Last night I dreamed I returned to the United Kingdom. I always meant to go back there, to live there for a time once more as I did when I was at University.
The last time I visited, I took my then fourteen year old daughter. We enjoyed such an adventure. There was no plan. We traipsed around England, mostly staying in London, exploring freely.
London had changed a bit since my school days, but not so much as to lose that ambience of long endurance and that incredible air of fable. Time still seemed in long supply, and I believed I would return again. I did not factor in the world going quite so utterly mad.
My dream revealed a withered and dying United Kingdom, a divided and broken land, its culture and people utterly vanquished. South Kensington, the place I had lived as a student, was lined with crucified bodies, heads on spikes. Masked men wearing black robes patrolled the streets, heavily armed. In my dream, they turned to carrion birds to feed on the ashes of the land they conquered. It was horrifying. Perhaps, a symptom of watching entirely too much Game of Thrones.
I woke up weeping for its demise more than I think I would for my own country. I rolled out of bed in the night’s darkest hours before dawn and immediately took to my computer to seek plane reservations that I might return there before my visions could come to fruition.
I believed I was awake in a bright morning to find my reservations well in place. I packed and gathered my passport and arrived in London. No, I had not awaken from my nightmare. The UK was still there, but it felt dead, like a movie set more than the real place. I told myself it was the hour of the day, and entered the tube station at Piccadilly Circus.
People packed into the platform and that gave me comfort. Here they all were, citizens of London, waiting for their train. The train came and true to nature, the people queued up to enter as a mechanized and polite voice reminded them.
“Mind the gap.”
No one did. By the time I boarded the train, all of those people disappeared into the gap which for me was a simple step and for them, an unscalable chasm. Then I awoke to my life once more, and I wrote this blog post. Let this only be a nightmare. Please, world, mind the gap.

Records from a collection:
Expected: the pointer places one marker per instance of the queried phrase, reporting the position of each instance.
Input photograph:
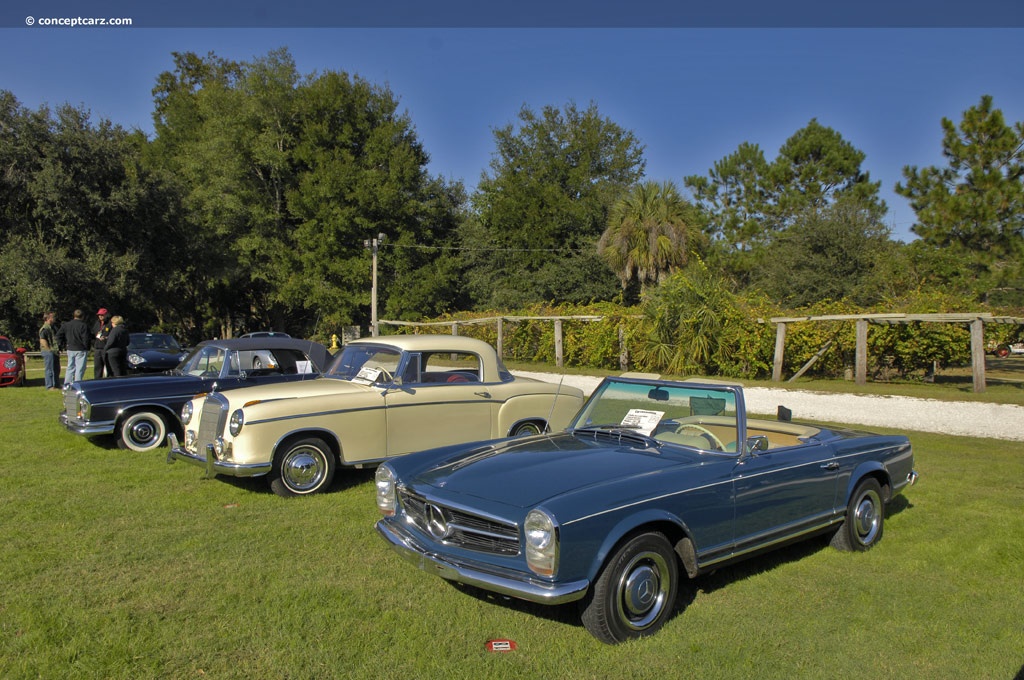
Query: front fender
(865, 469)
(606, 540)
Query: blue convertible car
(652, 482)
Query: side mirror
(756, 443)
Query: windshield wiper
(621, 432)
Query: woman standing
(117, 347)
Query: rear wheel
(864, 518)
(636, 591)
(303, 467)
(142, 431)
(526, 429)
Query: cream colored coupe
(380, 397)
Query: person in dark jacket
(48, 349)
(100, 329)
(74, 336)
(117, 347)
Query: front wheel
(864, 518)
(303, 467)
(636, 591)
(142, 431)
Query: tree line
(250, 206)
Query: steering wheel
(705, 432)
(383, 375)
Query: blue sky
(691, 95)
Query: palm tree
(647, 237)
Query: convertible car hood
(526, 472)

_Activities_:
[A] Reproduce the blog post from "London had changed" up to and including "Game of Thrones.".
[B] List every place name that appears in the blog post.
[C] Condense the paragraph of the blog post that begins "My dream revealed a withered and dying United Kingdom" into a shorter version that keeps its main facts.
Use only the blog post to answer.

_Expected results_:
[A]
London had changed a bit since my school days, but not so much as to lose that ambience of long endurance and that incredible air of fable. Time still seemed in long supply, and I believed I would return again. I did not factor in the world going quite so utterly mad.
My dream revealed a withered and dying United Kingdom, a divided and broken land, its culture and people utterly vanquished. South Kensington, the place I had lived as a student, was lined with crucified bodies, heads on spikes. Masked men wearing black robes patrolled the streets, heavily armed. In my dream, they turned to carrion birds to feed on the ashes of the land they conquered. It was horrifying. Perhaps, a symptom of watching entirely too much Game of Thrones.

[B] United Kingdom (UK), England, London, South Kensington, Piccadilly Circus

[C] The dream showed a withered, dying, divided United Kingdom whose culture and people were vanquished. In South Kensington, where the writer had lived as a student, crucified bodies and heads on spikes lined the streets. Heavily armed masked men in black robes patrolled and then turned into carrion birds that fed on the ashes of the conquered land. The writer found it horrifying and suggests it may have come from watching too much Game of Thrones.